RECORDS PROVIDED:
+++++
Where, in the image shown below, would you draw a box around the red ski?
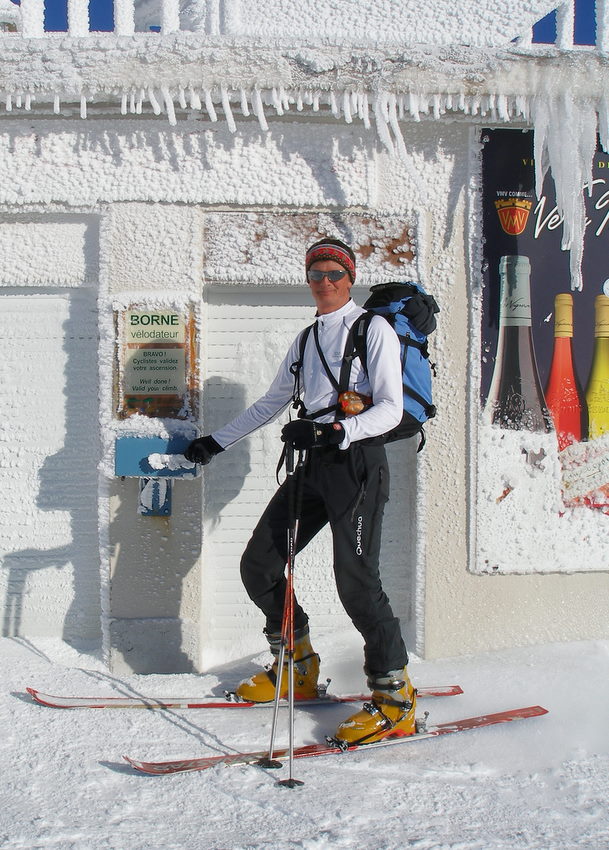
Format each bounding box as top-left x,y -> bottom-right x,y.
123,705 -> 548,776
26,685 -> 463,709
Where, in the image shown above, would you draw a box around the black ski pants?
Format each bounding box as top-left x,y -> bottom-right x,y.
241,443 -> 408,676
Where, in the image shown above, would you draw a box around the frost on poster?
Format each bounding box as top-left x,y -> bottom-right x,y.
475,422 -> 609,573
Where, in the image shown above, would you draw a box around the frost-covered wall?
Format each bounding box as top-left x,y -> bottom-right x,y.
135,0 -> 556,45
0,0 -> 609,671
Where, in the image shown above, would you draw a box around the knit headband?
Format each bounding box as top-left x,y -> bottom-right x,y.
305,242 -> 355,283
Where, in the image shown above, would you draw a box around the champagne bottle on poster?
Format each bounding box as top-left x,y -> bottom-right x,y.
544,292 -> 588,451
486,255 -> 553,432
586,295 -> 609,440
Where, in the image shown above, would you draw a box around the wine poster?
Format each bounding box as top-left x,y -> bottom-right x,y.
474,129 -> 609,573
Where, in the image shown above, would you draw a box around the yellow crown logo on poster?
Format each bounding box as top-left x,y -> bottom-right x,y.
495,198 -> 533,236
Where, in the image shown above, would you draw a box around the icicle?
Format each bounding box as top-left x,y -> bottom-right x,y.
271,88 -> 283,115
515,94 -> 529,121
497,94 -> 510,121
556,0 -> 575,50
161,86 -> 178,127
387,94 -> 408,160
598,95 -> 609,153
534,94 -> 597,289
408,91 -> 421,121
343,91 -> 353,124
328,91 -> 340,118
203,89 -> 218,123
595,0 -> 609,53
220,86 -> 237,133
533,95 -> 550,198
432,94 -> 442,121
148,88 -> 163,115
373,92 -> 395,154
357,92 -> 370,130
188,86 -> 202,110
252,88 -> 269,132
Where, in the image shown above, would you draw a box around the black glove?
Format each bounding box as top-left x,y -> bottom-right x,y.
281,419 -> 345,451
184,436 -> 224,466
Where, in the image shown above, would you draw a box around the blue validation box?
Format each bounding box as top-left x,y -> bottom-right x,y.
114,431 -> 199,478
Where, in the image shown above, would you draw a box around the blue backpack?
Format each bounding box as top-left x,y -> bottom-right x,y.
292,281 -> 440,451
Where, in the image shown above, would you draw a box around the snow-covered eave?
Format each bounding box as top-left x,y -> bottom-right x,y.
0,32 -> 609,100
0,32 -> 609,288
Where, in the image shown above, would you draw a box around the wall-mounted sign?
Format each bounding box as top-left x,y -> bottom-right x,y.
473,129 -> 609,573
116,305 -> 198,419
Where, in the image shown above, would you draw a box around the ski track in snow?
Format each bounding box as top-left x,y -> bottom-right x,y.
0,633 -> 609,850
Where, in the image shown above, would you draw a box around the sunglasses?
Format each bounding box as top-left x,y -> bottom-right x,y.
307,269 -> 347,283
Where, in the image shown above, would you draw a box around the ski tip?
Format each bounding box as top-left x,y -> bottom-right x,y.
26,688 -> 52,708
123,756 -> 146,773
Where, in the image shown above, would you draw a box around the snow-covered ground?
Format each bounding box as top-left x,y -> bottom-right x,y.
0,633 -> 609,850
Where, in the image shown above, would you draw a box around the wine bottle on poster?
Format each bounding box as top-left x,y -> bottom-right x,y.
486,255 -> 553,432
544,292 -> 588,451
586,295 -> 609,440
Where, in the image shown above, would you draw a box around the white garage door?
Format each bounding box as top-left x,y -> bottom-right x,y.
0,289 -> 100,641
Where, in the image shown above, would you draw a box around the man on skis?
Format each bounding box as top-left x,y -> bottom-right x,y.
185,238 -> 415,743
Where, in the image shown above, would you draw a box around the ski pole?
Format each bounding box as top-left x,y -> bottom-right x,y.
279,451 -> 306,788
258,444 -> 306,787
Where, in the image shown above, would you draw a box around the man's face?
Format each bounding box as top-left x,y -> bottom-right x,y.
307,260 -> 351,316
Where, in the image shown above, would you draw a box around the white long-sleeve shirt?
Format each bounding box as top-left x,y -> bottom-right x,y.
212,300 -> 403,449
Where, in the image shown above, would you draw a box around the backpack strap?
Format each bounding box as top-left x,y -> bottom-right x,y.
290,324 -> 315,418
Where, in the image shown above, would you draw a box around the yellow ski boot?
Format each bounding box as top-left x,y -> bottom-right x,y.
236,626 -> 319,702
334,667 -> 417,745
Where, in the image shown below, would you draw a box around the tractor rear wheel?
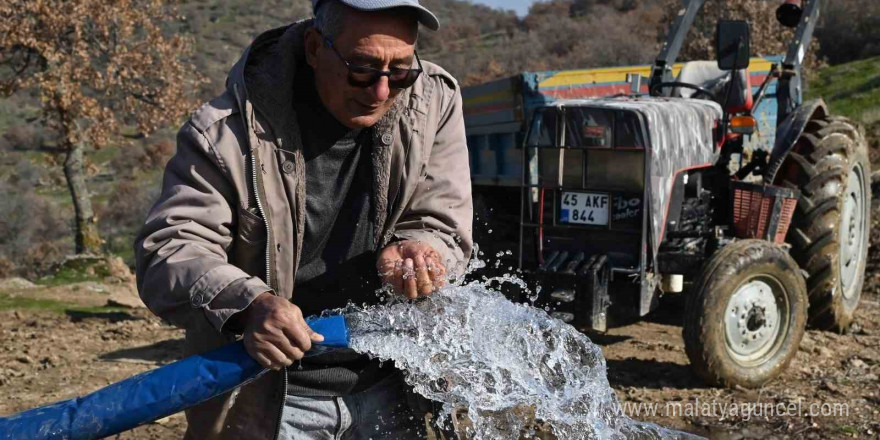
+++++
TASK: Could you rewrite all of the material above with every "bounding box" changed to "rectangle" and nothing else altered, leaving out the pictures?

RESULT FOR THIS TASK:
Where, in the image shown below, would you draw a box around the red ski?
Format each rectangle as top-left x,y -> bottom-right x,y.
123,705 -> 548,776
26,685 -> 463,709
Where, in the image shown above, would you draw a box around the black ski pants?
Format each rectangle as top-left x,y -> bottom-right x,y.
241,443 -> 408,676
Where, in the image shown above, would you draw a box around the frost on poster?
Format each rectangle as top-left x,y -> bottom-right x,y.
475,422 -> 609,573
Where, in the image shown above, would you draw a box around the frost-covered wall?
Format each rectangle as top-left x,y -> bottom-right x,y.
135,0 -> 556,45
0,0 -> 609,671
Where, in the image shown above, would you draw a box around the knit headband?
Format each rectangle as top-left x,y -> bottom-right x,y.
305,242 -> 355,283
Where, in the image shown above, would you draw a box around the champagne bottle on poster?
Format each rectangle as top-left x,y -> bottom-right x,y.
544,292 -> 588,451
486,255 -> 553,432
586,295 -> 609,440
Where, in the image shown above, would you draw a box around the wine poster?
Format each rectangle as top-left x,y -> bottom-right x,y.
474,129 -> 609,573
Where, in the image shown above, would you draw a box around the yellow crown logo on poster?
Format each rectangle as top-left x,y -> bottom-right x,y.
495,198 -> 533,236
Where, in the image shown above, would you draw a box around the icicle?
Format each rectangle as top-left x,y -> bottom-right x,y.
271,88 -> 283,115
515,94 -> 529,121
497,94 -> 510,121
556,0 -> 575,50
161,86 -> 178,127
387,94 -> 408,160
598,95 -> 609,153
534,94 -> 597,289
408,91 -> 421,121
343,91 -> 353,124
328,91 -> 340,118
203,89 -> 218,123
595,0 -> 609,53
220,86 -> 237,133
533,95 -> 550,198
432,94 -> 442,121
148,88 -> 163,115
373,92 -> 395,154
357,92 -> 370,130
188,86 -> 202,110
252,88 -> 269,132
Where, in the image shown above, would you draw a box around the black glove?
Format each rectangle as top-left x,y -> bottom-right x,y.
281,419 -> 345,451
184,436 -> 224,466
Where, in the image shown above, would you draw a box around the blue validation box?
Format each rectangle as top-left x,y -> bottom-right x,y.
114,431 -> 199,478
Where, in the image shown above, would you draw a box around the blue backpack?
Format each rectangle as top-left x,y -> bottom-right x,y.
292,281 -> 440,451
Where, in the image shown above, would you draw a box around the snow-covered eave?
Format each rectangle as top-left x,y -> bottom-right x,y.
0,32 -> 609,100
0,32 -> 609,288
Where, in the image shown above, would you draw a box around the wall-mounted sign?
Format each rectangle as top-left x,y -> bottom-right x,y.
473,129 -> 609,573
116,305 -> 198,419
Where, in the image shown above, would you draw a box around the ski track in snow?
Format each rectangle as top-left x,y -> bottom-right x,y.
0,633 -> 609,850
Where, in the image shown above, would you draw a box around the sunglasses?
Format each rectangle as top-left x,y -> bottom-right x,y.
307,269 -> 347,283
Where, in the image shown above, would you draw a box around the ski tip?
Format each rectangle as top-left x,y -> bottom-right x,y.
26,688 -> 52,708
123,756 -> 146,773
Where, in the image shown above, would you draw a box around the snow-covered ground?
Format each rectangle as top-left x,y -> bottom-right x,y.
0,633 -> 609,850
Where, in the image shown above, would you draw a box around the wine bottle on poster?
Format each rectangle as top-left x,y -> bottom-right x,y.
486,255 -> 553,432
544,292 -> 588,451
586,295 -> 609,440
Where, in the image shown above, would you draw a box around the white garage door?
Format each rectangle as top-left x,y -> bottom-right x,y.
0,289 -> 100,641
Where, in the image shown above, would you draw a box around the man on skis?
Format each rectangle as top-left x,y -> bottom-right x,y.
185,238 -> 415,743
Where, in the image shown above, would you draw a box around the ski pole?
Format each rectangle as top-left x,y -> bottom-right x,y.
279,451 -> 306,788
258,444 -> 306,787
Where, in the image shown above, would you draw a box around the man's face?
Format each rectangle as top-left x,y -> bottom-right x,y.
307,260 -> 351,316
Where, in the image shown above, would you draw a box around the white long-sleeve shirt?
Format each rectangle as top-left x,y -> bottom-right x,y.
212,300 -> 403,449
Where, in the image shown above, would you draw a box around the backpack strap?
Format each rectangle as top-left x,y -> bottom-right x,y.
290,324 -> 315,418
Where, in the image shown above, would you draw a box around the yellow ski boot?
Format each rectangle as top-left x,y -> bottom-right x,y.
236,626 -> 319,702
334,667 -> 417,745
Where, in the image shown below, would you draw a box around the tractor rear wheel?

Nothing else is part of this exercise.